## BEGIN Data supplied
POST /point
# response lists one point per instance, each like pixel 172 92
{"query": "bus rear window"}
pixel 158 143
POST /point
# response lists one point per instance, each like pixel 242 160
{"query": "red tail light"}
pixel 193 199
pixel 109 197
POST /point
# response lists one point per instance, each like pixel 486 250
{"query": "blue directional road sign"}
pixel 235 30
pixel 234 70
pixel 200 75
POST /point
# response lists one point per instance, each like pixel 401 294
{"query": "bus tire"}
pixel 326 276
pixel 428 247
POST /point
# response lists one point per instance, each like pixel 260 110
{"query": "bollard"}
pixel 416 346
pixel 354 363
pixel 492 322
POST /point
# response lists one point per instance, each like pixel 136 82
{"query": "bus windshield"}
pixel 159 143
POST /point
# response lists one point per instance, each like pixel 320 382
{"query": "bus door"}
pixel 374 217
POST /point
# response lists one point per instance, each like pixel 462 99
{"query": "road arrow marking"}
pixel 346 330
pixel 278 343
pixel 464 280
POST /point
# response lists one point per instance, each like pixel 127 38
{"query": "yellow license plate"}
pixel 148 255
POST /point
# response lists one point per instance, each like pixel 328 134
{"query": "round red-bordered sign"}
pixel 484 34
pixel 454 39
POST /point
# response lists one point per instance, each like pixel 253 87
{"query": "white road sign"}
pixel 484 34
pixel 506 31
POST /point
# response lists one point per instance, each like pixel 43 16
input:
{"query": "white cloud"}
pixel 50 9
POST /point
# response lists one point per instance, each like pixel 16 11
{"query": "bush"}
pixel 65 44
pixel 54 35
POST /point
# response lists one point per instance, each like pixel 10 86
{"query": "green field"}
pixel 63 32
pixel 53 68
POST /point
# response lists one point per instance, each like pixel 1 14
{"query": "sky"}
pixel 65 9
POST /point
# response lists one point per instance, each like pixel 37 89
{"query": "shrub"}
## END Data supplied
- **Work to do**: Please reproduce all of the entries exactly as they stand.

- **Finished task**:
POST /point
# response lists one point per instance, each like pixel 172 92
{"query": "bus rear window"}
pixel 158 143
POST /point
# response lists one point per instance, each like pixel 242 160
{"query": "red tail light"}
pixel 193 199
pixel 109 197
POST /point
# response lists one point per instance, each like pixel 486 250
{"query": "blue directional road sign"}
pixel 235 30
pixel 234 70
pixel 200 75
POST /point
# response lists one point per instance, each like pixel 401 294
{"query": "bus tire"}
pixel 326 276
pixel 428 247
POST /point
# response lists one point per instance, each like pixel 260 110
{"query": "bollard"}
pixel 416 346
pixel 354 363
pixel 492 322
POST /point
# response lists one point per instance, each like pixel 136 82
{"query": "bus windshield"}
pixel 159 143
POST /point
# response lists one point per instance, each like pixel 320 382
{"query": "bus door"}
pixel 374 217
POST /point
# response lists one point per instance, each like pixel 462 99
{"query": "road arrow marking"}
pixel 346 330
pixel 278 343
pixel 464 280
POST /point
# response lists one point per instance, each like pixel 127 38
{"query": "yellow license plate"}
pixel 148 255
POST /point
# response lists one point per instance, each like pixel 328 134
{"query": "round red-bordered sign"}
pixel 484 34
pixel 454 39
POST /point
# response lists one point per instance, each like pixel 253 87
{"query": "white road sign"}
pixel 484 34
pixel 506 31
POST /point
# response lists one point per instance, each like pixel 43 16
input:
{"query": "white cloud"}
pixel 50 9
POST /point
# response lists one point per instance, each like pixel 16 11
{"query": "bush"}
pixel 65 44
pixel 54 35
POST /point
# response lists one point per instance, each like pixel 10 86
{"query": "green field"}
pixel 63 32
pixel 53 68
POST /point
# response lists one point per instance, each like pixel 1 14
{"query": "sky"}
pixel 65 9
POST /point
# response lists one point per instance, each like pixel 37 89
{"query": "shrub"}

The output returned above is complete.